▶ _WHAT IS REQUIRED_: Print the records below word for word, leaving out the pictures.

▶ _SUPPLIED INFORMATION_:
────────────────────

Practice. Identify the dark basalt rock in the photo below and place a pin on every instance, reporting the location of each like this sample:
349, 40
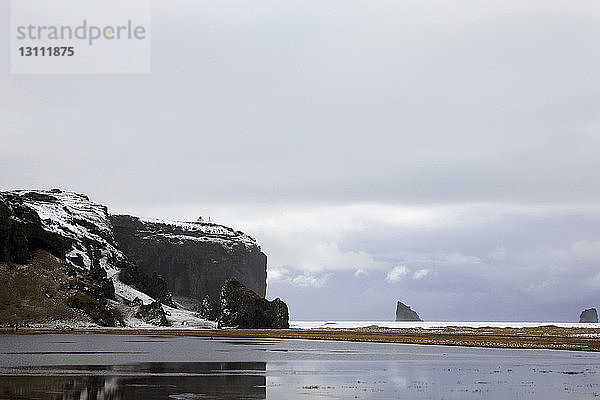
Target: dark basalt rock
590, 316
210, 309
152, 313
155, 286
195, 259
21, 231
242, 308
404, 313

────────────────────

▶ _REPLY_:
Practice. Identify the dark basalt rock in the photo below and place a pin on every instance, reporting the location of each like this sample:
349, 40
Target: dark basalt rock
590, 316
210, 309
152, 313
155, 286
195, 259
21, 231
242, 308
404, 313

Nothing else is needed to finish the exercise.